Give back each line of the material that contains the word "door".

** Opening Material for the task block **

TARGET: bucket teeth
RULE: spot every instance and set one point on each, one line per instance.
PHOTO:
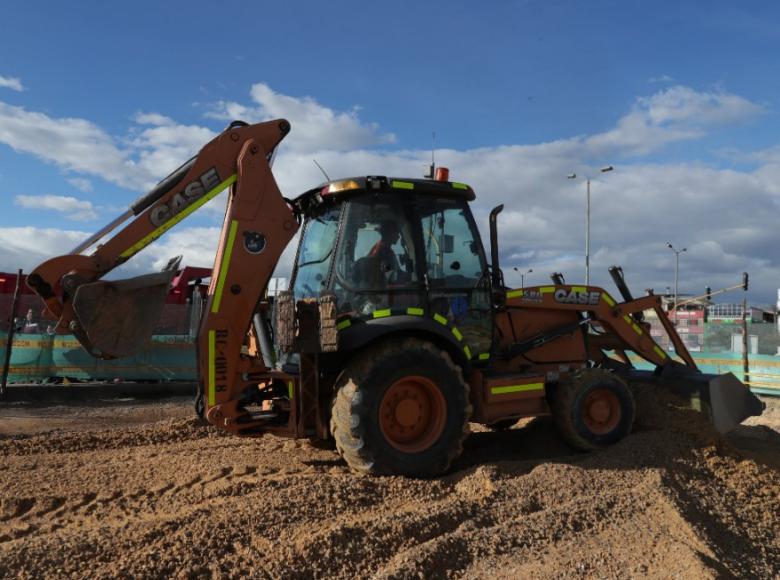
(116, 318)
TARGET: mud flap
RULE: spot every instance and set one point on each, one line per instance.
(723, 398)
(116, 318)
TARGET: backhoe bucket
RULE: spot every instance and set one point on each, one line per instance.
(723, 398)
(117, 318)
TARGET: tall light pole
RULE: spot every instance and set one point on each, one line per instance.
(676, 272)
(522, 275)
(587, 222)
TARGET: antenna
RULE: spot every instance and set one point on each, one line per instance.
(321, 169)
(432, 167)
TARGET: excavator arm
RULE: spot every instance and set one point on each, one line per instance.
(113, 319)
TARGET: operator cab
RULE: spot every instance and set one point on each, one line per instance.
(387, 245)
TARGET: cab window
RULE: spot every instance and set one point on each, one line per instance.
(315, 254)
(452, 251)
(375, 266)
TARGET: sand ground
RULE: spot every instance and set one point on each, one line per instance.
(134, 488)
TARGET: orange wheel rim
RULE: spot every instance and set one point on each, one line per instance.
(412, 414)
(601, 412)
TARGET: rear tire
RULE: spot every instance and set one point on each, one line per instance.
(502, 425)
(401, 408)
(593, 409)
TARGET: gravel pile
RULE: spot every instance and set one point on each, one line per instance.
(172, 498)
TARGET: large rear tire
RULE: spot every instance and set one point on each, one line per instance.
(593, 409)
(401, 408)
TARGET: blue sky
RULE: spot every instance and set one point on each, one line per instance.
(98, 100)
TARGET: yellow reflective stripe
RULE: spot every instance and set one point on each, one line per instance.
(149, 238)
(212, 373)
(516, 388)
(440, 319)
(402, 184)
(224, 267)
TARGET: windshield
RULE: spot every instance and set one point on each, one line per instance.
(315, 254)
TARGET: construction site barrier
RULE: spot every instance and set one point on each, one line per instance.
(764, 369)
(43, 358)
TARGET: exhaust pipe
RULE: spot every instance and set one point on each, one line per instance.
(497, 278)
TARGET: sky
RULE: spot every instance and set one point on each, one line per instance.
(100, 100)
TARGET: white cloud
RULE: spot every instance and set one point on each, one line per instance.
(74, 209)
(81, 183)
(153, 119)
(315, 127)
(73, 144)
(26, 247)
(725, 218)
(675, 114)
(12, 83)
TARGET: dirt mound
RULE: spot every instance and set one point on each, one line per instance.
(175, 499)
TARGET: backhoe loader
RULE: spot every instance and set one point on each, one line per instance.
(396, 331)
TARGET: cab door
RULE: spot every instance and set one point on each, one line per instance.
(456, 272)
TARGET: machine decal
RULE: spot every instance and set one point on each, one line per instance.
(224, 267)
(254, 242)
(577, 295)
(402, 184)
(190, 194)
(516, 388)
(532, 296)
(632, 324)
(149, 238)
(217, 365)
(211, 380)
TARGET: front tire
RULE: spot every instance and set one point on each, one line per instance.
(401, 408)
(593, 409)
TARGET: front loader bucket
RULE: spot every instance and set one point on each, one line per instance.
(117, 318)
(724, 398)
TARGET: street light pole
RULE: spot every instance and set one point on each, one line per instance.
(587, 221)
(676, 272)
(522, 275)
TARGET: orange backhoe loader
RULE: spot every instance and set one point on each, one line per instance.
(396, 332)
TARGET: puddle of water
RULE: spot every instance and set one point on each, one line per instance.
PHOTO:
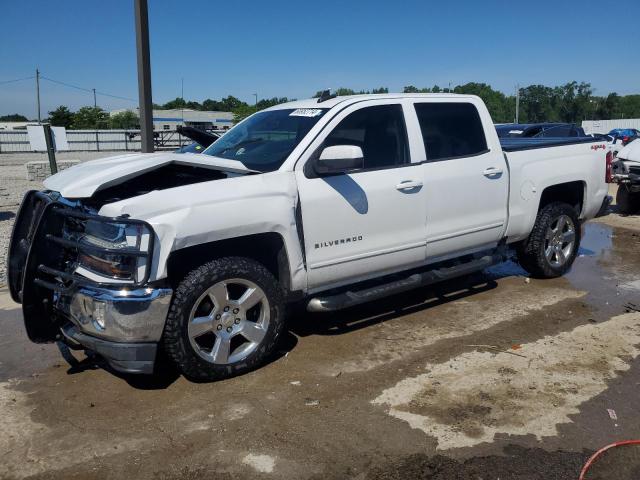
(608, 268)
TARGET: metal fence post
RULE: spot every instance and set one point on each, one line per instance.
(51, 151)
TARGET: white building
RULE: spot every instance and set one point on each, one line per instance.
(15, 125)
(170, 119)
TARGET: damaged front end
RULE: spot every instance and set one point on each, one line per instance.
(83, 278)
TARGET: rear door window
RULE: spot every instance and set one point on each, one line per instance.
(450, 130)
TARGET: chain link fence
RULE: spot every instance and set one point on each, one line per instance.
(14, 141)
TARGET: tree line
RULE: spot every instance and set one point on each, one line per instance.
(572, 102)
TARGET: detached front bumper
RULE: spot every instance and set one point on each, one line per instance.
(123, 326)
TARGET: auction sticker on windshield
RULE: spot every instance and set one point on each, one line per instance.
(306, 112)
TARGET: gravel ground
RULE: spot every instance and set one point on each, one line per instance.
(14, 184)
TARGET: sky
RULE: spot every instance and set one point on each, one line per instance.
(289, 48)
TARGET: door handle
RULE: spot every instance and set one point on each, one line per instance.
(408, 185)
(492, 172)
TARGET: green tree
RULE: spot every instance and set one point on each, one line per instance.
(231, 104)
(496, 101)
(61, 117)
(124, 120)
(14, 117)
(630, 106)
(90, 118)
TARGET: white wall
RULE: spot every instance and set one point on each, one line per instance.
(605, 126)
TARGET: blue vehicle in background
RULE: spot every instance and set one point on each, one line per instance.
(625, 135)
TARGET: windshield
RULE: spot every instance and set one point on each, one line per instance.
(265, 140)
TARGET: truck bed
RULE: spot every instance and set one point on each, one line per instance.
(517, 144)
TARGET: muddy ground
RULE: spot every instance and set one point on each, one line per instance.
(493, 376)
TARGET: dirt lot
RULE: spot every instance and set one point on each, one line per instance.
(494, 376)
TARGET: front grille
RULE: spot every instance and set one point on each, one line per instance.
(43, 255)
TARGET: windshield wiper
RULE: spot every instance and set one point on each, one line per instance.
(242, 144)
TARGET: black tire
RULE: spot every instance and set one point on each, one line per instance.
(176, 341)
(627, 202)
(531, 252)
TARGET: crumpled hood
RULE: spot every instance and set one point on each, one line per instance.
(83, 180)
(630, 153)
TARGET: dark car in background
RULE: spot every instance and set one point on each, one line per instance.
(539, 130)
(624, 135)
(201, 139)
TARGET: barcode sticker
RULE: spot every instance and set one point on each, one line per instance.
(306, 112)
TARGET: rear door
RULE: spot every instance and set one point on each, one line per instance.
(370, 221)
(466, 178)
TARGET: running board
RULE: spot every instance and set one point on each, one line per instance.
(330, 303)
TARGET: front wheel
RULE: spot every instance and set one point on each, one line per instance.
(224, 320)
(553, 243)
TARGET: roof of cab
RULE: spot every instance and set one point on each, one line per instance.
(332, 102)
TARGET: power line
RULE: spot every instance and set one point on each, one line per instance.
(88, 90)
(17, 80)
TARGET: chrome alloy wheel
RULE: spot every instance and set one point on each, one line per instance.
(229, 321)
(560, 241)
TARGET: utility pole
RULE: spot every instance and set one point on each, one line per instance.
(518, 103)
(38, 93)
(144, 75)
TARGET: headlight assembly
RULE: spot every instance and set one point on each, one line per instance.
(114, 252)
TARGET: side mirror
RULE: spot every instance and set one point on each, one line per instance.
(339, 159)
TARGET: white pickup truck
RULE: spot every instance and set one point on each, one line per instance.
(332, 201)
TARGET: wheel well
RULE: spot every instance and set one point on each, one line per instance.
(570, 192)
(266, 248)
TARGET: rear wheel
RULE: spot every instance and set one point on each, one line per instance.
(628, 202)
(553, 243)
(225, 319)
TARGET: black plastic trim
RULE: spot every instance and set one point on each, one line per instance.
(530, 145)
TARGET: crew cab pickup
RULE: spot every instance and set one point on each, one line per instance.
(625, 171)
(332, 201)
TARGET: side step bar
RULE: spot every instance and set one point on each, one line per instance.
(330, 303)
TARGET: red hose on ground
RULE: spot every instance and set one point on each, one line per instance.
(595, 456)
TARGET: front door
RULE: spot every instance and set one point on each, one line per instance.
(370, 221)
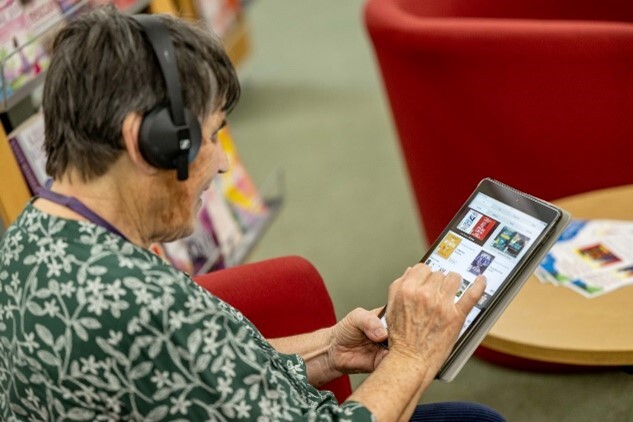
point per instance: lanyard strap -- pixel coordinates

** Closing Material for the task block **

Result:
TARGET: cab door
TARGET: rear door window
TARGET: door handle
TARGET: rear door
TARGET: front door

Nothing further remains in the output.